═════ INPUT RECORDS ═════
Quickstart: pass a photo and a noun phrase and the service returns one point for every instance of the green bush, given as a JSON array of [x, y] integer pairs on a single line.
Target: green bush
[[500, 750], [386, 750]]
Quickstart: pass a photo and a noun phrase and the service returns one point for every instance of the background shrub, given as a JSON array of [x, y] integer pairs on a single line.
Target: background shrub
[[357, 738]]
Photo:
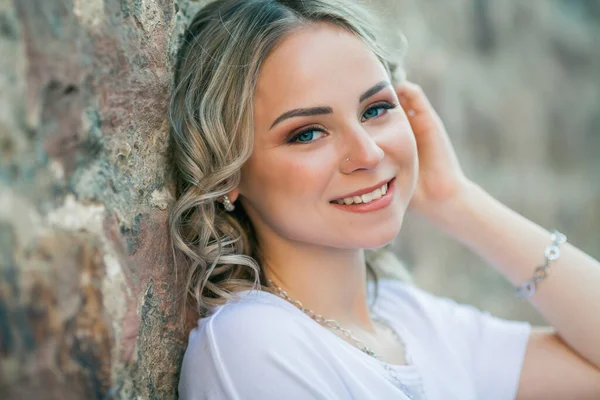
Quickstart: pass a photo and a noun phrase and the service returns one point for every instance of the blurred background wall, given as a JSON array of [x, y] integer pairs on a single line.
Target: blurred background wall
[[86, 285]]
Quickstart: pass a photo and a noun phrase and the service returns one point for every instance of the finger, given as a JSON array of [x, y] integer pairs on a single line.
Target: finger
[[411, 97]]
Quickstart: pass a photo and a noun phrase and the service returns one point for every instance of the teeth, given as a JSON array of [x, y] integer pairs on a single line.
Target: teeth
[[365, 198]]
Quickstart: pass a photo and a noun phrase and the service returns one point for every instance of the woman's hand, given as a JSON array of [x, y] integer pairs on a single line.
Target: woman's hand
[[441, 179]]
═════
Omit the pictures, then give every record back exactly as it stands.

Quickstart: pass a photo and a noun phrase and the service returns one point for every instance of the green bush, given as a JSON array of [x, y] integer pairs on a single line.
Target: green bush
[[500, 750], [386, 750]]
Quickstart: pass a photo and a noun phrase and the service returns one point for every instance of the background shrub, given as a JSON array of [x, y] integer pairs on a single line.
Target: background shrub
[[357, 738]]
Photo:
Quickstart: pass a photo and a noun phrase and the service returns one point for every instance of the blurred background wall, given as a JSON array of [x, y] integer pairs on a single line.
Target: blurred background wall
[[86, 285]]
Quickstart: pass a photo and a noun phrase and the service returns one point for every instance of the finger, given as a JSON array of [x, y] integer pairs on a single line.
Target: finger
[[411, 97]]
Quickstart: pass a photo and a noun phrase and the service returns one point for every instance of the teeth, given as a JSON array of [x, y] integer pairs on a single line.
Target: teeth
[[365, 198]]
Quickstart: pass a photo and a noun phrase and the service returns one point for every instance of the woman's hand, given as a JSON array of [x, y] integer pairs on a single line.
Target: woman's hand
[[441, 179]]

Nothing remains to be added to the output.